# Document passage
○ ○ ○ ○ ○ ○ ○

Facing Crohn's disease together

Spring 2020

Many people living with chronic illness for a significant amount of time become experts about their disease through experience. Shannon Cushman, 36, of Strathroy Ontario, has been living with Crohn’s disease since she was nine years old; 27 years of understanding her symptoms, and managing her disease. When her daughter, Ava Hilton, 12, become inexplicably ill, she could not have envisioned Ava would be diagnosed with the same disease in the same hospital; nor could she envision the unique bond that they would forge. 

Crohn's disease is a type of Inflammatory Bowel Disease that causes inflammation of the digestive tract. “Crohn’s disease is considered to be a “gum to bum” disease because the inflammation can present anywhere in the digestive tract. It is an autoimmune disease with no known cause, and no cure, however we have very effective treatment options,” says Melanie Watson, Nurse Practitioner, Paediatric Medical Day Unit (PMDU), Children’s Hospital, London Health Sciences Centre.

○ ○ ○ ○ ○ ○ ○

# What is expected
Reproduce the Crohn's disease article word for word from "Spring 2020" to "they would forge.". None of the material is needed here.

○ ○ ○ ○ ○ ○ ○

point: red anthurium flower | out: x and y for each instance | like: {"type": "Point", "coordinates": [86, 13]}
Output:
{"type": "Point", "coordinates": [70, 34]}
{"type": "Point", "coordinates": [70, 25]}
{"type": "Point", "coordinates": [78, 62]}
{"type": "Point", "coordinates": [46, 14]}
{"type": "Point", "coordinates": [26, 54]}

○ ○ ○ ○ ○ ○ ○

# Response
Spring 2020

Many people living with chronic illness for a significant amount of time become experts about their disease through experience. Shannon Cushman, 36, of Strathroy Ontario, has been living with Crohn’s disease since she was nine years old; 27 years of understanding her symptoms, and managing her disease. When her daughter, Ava Hilton, 12, become inexplicably ill, she could not have envisioned Ava would be diagnosed with the same disease in the same hospital; nor could she envision the unique bond that they would forge.